Passage for review
Within a couple of days my sores and rashes started to recede. Within a few weeks my skin was entirely back to normal. It’s not 100% gone, however. Even now, during times of high stress, I will break out into a little rash on parts of my body. A patch of rough skin the size of a dime on my hand, actually, serves as a very accurate barometer for how much stress I am feeling in my life. When things are going well, it’s gone. When we travel or over the holidays, for example, it’ll make a cameo and remind me to chill out.
In the end I learned how important it is not to bottle up emotions. I learned that it is OK to be mad. And sad. I don’t like being mad because it reminds me how deep my anger has run in the past and it scares me. Yet I realize that the ability to become blindingly mad is part of who I am, and so is the ability to get angry and get over it before the light from the mouth of the well looks like another unreachable star in the vast blackness of my own pity. Unloading the bits of the past that were holding me there kept me from keeping up emotionally with the passage of time. I work hard not to ignore my feelings anymore. I’m not one of the “my body is my temple” type people, but I am vain enough not to want to look like one large road rash. If being on top of my feelings will help, then I’m all for it.

Work to complete
1. Reproduce the skin-rash passage starting with "In the end I" and going on through "all for it.".
2. For each statement, say yes or no depending on whether the skin-rash passage agrees with it, and quote the words of the passage that decide it: (a) the writer's skin was entirely back to normal within a few weeks; (b) the patch of rough skin on the writer's hand is the size of a quarter; (c) the writer counts as one of the "my body is my temple" type people.
Work only from the skin-rash passage above, with no other sources.

Given entries
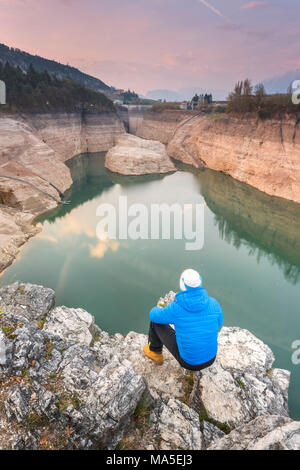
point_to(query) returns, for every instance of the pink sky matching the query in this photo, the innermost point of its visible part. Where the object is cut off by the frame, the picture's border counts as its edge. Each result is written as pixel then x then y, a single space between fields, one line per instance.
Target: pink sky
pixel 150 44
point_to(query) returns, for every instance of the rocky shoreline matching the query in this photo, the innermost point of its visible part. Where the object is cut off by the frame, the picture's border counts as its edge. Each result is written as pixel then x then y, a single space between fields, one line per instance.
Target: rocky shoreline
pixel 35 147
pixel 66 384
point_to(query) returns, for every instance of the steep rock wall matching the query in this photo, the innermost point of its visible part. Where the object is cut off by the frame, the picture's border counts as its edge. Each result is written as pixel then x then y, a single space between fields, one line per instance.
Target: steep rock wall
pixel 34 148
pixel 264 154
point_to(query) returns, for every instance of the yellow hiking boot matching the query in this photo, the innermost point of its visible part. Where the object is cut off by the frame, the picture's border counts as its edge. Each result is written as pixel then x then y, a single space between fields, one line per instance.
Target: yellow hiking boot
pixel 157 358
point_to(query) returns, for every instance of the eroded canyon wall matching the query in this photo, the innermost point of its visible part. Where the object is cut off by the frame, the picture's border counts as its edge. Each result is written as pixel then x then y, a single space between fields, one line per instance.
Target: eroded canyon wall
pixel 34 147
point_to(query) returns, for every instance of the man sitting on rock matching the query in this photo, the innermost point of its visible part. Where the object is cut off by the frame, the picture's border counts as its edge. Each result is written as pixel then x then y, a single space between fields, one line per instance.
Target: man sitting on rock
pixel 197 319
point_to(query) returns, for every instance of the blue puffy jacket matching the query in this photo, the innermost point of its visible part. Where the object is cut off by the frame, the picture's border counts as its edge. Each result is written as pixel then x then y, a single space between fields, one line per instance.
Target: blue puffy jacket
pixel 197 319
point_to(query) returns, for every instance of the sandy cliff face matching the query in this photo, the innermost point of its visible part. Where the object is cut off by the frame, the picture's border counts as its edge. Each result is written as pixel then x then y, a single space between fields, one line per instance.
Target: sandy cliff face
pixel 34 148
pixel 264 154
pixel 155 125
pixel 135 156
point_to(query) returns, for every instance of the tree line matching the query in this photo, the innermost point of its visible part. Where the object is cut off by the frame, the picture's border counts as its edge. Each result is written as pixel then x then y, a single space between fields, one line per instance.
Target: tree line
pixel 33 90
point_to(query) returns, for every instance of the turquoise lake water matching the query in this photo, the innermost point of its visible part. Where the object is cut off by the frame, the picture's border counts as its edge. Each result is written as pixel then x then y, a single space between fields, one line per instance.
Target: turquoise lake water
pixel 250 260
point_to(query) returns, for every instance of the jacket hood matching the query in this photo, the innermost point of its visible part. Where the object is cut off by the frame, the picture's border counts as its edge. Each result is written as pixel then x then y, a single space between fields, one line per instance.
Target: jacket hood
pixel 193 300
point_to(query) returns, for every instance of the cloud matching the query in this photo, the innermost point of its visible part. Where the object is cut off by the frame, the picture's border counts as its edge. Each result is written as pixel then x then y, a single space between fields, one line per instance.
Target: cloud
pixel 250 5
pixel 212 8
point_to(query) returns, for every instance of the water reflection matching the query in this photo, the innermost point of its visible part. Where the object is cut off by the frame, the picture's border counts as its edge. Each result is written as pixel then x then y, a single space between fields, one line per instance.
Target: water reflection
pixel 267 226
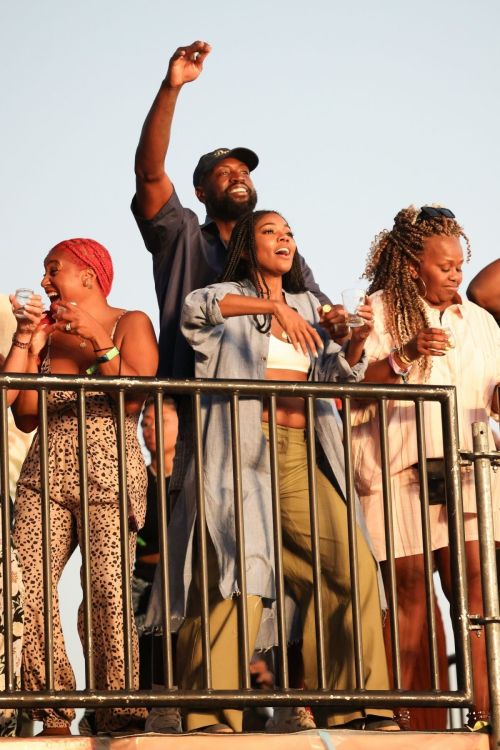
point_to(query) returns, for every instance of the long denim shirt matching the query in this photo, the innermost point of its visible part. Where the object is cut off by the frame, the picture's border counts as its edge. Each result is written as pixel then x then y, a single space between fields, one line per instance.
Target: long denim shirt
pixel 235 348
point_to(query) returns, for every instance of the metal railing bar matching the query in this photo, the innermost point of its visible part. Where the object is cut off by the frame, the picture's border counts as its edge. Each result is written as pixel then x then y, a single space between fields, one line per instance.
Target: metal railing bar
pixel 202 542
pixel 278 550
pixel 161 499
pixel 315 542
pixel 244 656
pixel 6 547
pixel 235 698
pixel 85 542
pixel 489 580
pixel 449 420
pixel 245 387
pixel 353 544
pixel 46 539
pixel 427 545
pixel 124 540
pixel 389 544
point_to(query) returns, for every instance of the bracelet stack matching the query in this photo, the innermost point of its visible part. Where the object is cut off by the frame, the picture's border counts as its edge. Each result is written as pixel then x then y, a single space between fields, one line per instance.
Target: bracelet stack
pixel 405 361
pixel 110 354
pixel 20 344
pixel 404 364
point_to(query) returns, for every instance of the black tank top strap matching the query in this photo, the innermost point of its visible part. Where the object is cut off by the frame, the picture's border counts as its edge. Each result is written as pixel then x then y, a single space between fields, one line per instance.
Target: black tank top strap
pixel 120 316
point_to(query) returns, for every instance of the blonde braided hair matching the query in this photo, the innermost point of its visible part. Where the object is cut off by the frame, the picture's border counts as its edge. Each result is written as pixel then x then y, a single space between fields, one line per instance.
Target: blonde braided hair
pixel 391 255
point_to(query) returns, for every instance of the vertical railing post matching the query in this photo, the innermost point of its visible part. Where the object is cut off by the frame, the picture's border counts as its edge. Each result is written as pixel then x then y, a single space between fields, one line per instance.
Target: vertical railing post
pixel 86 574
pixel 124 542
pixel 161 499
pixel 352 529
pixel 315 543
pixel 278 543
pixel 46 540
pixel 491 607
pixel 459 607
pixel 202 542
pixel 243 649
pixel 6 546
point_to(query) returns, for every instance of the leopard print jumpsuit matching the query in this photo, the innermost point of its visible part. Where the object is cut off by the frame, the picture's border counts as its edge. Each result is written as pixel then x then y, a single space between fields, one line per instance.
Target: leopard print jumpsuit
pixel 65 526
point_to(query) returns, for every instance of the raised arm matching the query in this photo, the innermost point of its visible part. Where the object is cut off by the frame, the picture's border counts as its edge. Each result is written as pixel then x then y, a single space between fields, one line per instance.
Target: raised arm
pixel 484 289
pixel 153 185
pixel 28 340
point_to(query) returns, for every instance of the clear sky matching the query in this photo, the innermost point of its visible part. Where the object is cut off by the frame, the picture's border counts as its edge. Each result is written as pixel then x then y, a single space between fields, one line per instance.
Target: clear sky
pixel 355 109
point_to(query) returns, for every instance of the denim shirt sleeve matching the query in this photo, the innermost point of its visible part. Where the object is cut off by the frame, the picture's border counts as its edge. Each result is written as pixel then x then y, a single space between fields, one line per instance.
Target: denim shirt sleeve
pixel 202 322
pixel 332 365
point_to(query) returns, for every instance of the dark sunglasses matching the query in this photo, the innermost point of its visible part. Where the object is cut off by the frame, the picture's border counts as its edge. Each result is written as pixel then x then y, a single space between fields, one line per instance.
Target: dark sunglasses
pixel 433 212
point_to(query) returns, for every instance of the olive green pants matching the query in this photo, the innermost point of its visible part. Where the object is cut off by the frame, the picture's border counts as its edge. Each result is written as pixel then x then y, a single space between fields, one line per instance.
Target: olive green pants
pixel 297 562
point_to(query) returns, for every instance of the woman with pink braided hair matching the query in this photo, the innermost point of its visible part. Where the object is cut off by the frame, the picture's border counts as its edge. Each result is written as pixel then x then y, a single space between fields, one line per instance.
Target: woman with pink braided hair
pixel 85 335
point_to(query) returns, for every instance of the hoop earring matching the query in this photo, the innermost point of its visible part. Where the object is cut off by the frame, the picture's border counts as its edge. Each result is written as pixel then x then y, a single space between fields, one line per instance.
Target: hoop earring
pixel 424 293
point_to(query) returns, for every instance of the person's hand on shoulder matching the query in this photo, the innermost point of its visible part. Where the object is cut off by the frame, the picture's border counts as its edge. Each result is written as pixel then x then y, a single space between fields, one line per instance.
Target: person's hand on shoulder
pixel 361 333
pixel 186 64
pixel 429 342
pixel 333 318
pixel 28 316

List of answers
1.
In the end I learned how important it is not to bottle up emotions. I learned that it is OK to be mad. And sad. I don’t like being mad because it reminds me how deep my anger has run in the past and it scares me. Yet I realize that the ability to become blindingly mad is part of who I am, and so is the ability to get angry and get over it before the light from the mouth of the well looks like another unreachable star in the vast blackness of my own pity. Unloading the bits of the past that were holding me there kept me from keeping up emotionally with the passage of time. I work hard not to ignore my feelings anymore. I’m not one of the “my body is my temple” type people, but I am vain enough not to want to look like one large road rash. If being on top of my feelings will help, then I’m all for it.

2.
(a) Yes: "Within a few weeks my skin was entirely back to normal."
(b) No: "A patch of rough skin the size of a dime on my hand"
(c) No: "I’m not one of the “my body is my temple” type people"